_What the exercise asks_:
Print every one of the entries below verbatim, leaving each line unchanged.

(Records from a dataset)
______

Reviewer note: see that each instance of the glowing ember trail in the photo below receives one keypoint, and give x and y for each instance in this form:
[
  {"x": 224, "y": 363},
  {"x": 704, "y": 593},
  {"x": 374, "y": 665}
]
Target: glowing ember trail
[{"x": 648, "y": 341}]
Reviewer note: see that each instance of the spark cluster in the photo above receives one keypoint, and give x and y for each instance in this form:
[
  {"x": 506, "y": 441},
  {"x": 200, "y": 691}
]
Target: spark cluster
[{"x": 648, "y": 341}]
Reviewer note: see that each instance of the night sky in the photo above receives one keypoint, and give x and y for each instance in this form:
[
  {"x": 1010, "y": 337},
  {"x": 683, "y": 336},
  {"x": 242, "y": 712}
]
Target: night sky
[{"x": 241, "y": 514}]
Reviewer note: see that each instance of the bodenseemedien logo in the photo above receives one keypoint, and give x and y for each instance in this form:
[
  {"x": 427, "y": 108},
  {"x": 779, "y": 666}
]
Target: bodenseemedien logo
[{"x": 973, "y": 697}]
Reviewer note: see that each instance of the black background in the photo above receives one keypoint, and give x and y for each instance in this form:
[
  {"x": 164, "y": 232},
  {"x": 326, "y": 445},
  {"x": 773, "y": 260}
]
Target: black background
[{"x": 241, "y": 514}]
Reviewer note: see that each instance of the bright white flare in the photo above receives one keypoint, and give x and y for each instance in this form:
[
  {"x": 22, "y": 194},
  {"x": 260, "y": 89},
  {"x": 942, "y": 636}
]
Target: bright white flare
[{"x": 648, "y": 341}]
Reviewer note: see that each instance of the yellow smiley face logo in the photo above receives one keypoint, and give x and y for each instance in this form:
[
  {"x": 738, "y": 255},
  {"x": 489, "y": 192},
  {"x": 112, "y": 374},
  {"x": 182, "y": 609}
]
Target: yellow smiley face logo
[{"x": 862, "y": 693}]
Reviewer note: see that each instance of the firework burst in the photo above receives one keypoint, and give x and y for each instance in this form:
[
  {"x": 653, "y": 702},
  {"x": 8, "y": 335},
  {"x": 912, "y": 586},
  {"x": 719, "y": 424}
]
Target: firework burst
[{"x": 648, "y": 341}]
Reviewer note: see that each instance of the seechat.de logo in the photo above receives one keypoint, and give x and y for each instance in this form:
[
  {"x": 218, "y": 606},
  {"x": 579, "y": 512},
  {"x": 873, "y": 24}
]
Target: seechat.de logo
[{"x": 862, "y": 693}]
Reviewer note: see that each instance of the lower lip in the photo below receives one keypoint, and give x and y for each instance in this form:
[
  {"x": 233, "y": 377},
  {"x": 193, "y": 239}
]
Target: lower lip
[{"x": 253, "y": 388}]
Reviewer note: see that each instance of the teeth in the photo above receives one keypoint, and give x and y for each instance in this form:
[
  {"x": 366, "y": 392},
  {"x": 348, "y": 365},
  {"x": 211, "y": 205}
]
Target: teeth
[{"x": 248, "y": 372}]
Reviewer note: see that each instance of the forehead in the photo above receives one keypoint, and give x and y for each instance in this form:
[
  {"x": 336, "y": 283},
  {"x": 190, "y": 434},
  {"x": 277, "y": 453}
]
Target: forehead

______

_Written reply_:
Reviewer note: see that each instance of the glowing ember trail in the photo below receives one keypoint, and give x and y for each instance in this form:
[
  {"x": 224, "y": 363},
  {"x": 704, "y": 593},
  {"x": 374, "y": 665}
]
Target: glowing ember trail
[{"x": 648, "y": 341}]
Reviewer note: see that each instance of the spark cluster in the photo above receives one keypoint, and give x and y for each instance in this form:
[
  {"x": 506, "y": 441},
  {"x": 200, "y": 691}
]
Target: spark cluster
[{"x": 648, "y": 341}]
Reviewer note: see that each instance of the night sky in the photo above receives one keypoint, and give x and y for each instance in this form:
[
  {"x": 1010, "y": 337},
  {"x": 683, "y": 336},
  {"x": 242, "y": 712}
]
Target: night sky
[{"x": 241, "y": 514}]
Reviewer note: see that each instance of the bodenseemedien logo in the photo above receives one keypoint, and give x and y for each instance in this form:
[
  {"x": 427, "y": 108},
  {"x": 779, "y": 666}
]
Target: bodenseemedien logo
[{"x": 973, "y": 697}]
Reviewer note: see that each instance of the black background in the photo above receives one keypoint, and give x and y for each instance in this form:
[
  {"x": 164, "y": 232},
  {"x": 326, "y": 445},
  {"x": 773, "y": 260}
]
Target: black background
[{"x": 241, "y": 514}]
Reviewer note: see that each instance of the bright white flare in the photo above receives one keypoint, and give x and y for each instance in this form:
[
  {"x": 22, "y": 194},
  {"x": 260, "y": 89},
  {"x": 942, "y": 636}
]
Target: bright white flare
[{"x": 648, "y": 341}]
Reviewer note: see that each instance of the yellow smiley face logo in the photo above receives one keypoint, and give x and y for each instance in this form:
[
  {"x": 738, "y": 255},
  {"x": 489, "y": 192},
  {"x": 112, "y": 374},
  {"x": 182, "y": 609}
]
Target: yellow smiley face logo
[{"x": 862, "y": 693}]
Reviewer note: see that each instance of the firework burst in the photo above receives one keypoint, and give x and y for each instance in this form:
[
  {"x": 653, "y": 702},
  {"x": 8, "y": 335},
  {"x": 912, "y": 586},
  {"x": 719, "y": 424}
]
Target: firework burst
[{"x": 648, "y": 341}]
Reviewer note: see that each instance of the seechat.de logo in the photo above receives one keypoint, and give x and y for each instance in this form:
[
  {"x": 218, "y": 606},
  {"x": 579, "y": 512},
  {"x": 873, "y": 24}
]
Target: seechat.de logo
[{"x": 862, "y": 693}]
Reviewer note: see that each instance of the lower lip in the photo below receives one keypoint, and give x and y for each instance in this form:
[
  {"x": 233, "y": 377},
  {"x": 193, "y": 239}
]
Target: lower lip
[{"x": 253, "y": 388}]
Reviewer note: see that each instance of the teeth in the photo above receives one keypoint, and give x and y for each instance in this form:
[
  {"x": 366, "y": 392},
  {"x": 348, "y": 365},
  {"x": 211, "y": 205}
]
Target: teeth
[{"x": 248, "y": 372}]
Reviewer note: see that each instance of the forehead in the photo above receives one keypoint, and give x and y for each instance in this form:
[
  {"x": 336, "y": 283},
  {"x": 190, "y": 434},
  {"x": 277, "y": 453}
]
Target: forehead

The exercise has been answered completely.